Stated task 1 —
According to the discussion of Indian Killer, in what year was the novel published?

START Page excerpt

A Discussion of Sherman Alexie's novel, Indian Killer

          A year after the acclaimed Reservation Blues, Sherman Alexie’s second novel, Indian Killer received reticent praise when it was published in 1996. It is a book which he, himself, seems both drawn to and repelled by. In a 2002 interview with Duncan Campbell, Alexie states ‘It’s the only one [of my books] I re-read. I think a book that disturbs me that much is the one I probably care the most about’1. He has expressed dissatisfaction with it, artistically, describing it as a failed mystery novel and ‘pretentious’ for its literary ambitions2. Maya Jaggi writes that he has now distanced himself from the novel and feels ‘overwhelming disgust’ [Alexie’s words] towards the violence portrayed3. Apparent in Reservation Blues, his previous collection of short stories The Lone Ranger and Tonto Fistfight in Heaven, and his poetry, Alexie’s own rage rises to its peak in this novel, with an outpouring of fictional vengeance for historical crimes.  
          In previous discussions of Alexie’s work, I have traced the rise and fall of his fundamentalist leanings through his use of racially essentialist identifiers, and in this book that practice, too, rises to its peak. Using the same formula as I have with his other books, I counted the number of direct racial references in 40 randomly selected pages. The number of references was as high as 30 on a single page, and the average worked out to 8.2.
          Indian Killer is the story of John Smith, a twenty-seven year old Indian man, adopted at birth by white parents, who may or may not be the ‘Indian Killer’ terrifying the white residents of Seattle. Soon after the opening of the book, a white man is found murdered and scalped. When a white university student is kidnapped from outside of a reservation casino and murdered, his friends seek revenge and threaten to take the city into a race war.
          Though Smith is obviously suffering from a severe mental illness, Alexie gives his rage a sense of justice through his imagined violent kidnapping, moments after birth. The kidnapping is portrayed with military precision: a helicopter, a commando-esque figure, a childless white couple waiting expectantly in the wings. This is the ‘mythology’ with which John torments himself from an early age, explaining how he – a brown-skinned child – came to be with white parents.
          Although his parents, Daniel and Olivia Smith, are themselves benign, their efforts to nurture a positive Indian identity in John adds to his torment. Unaware of what tribe he has come from, they provide John with a non-specific mix of cultural influences, reading him storybooks about Indians, teaching him words in a variety of Indian languages gleaned ‘[f]rom books, Western movies, documentaries’ (12), and taking him to all-Indian basketball games. As a baby, he is baptised by a Spokane Indian Jesuit priest, a man who was to influence him profoundly. John consequently develops a confused idea of Indianness and realises from a young age that he belongs neither to the white world of his adoptive parents, nor to the Indian world of his unknown birth mother.
          At different points throughout the book, John imagines what his life would have been like on the reservation, complete with a loving Indian family. It is an idealised vision of a strong, culturally vibrant, supportive community where everyone is healthy, happy and valued.
          Not knowing his own tribal heritage, John tells people who ask what he believes they want to hear. To white people he is Sioux, because Sioux Indians represent the stereotype which white people immediately bring to mind when imagining Indian culture; to other Indians, he claims to be Navajo because they are viewed with a greater degree of respect by other tribes.

END Page excerpt
START Data section

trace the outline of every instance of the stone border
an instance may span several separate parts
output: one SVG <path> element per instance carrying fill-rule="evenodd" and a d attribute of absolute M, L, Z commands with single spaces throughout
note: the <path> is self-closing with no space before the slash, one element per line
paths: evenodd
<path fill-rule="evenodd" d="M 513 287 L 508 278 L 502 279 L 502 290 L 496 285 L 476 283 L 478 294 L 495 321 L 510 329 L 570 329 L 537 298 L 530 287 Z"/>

END Data section

Stated task 2 —
Please reproduce the listing word for word, from its first line through the line containing "output: one SVG", including both of those lines.

Worked answer 1 —
It was published in 1996.

Worked answer 2 —
trace the outline of every instance of the stone border
an instance may span several separate parts
output: one SVG <path> element per instance carrying fill-rule="evenodd" and a d attribute of absolute M, L, Z commands with single spaces throughout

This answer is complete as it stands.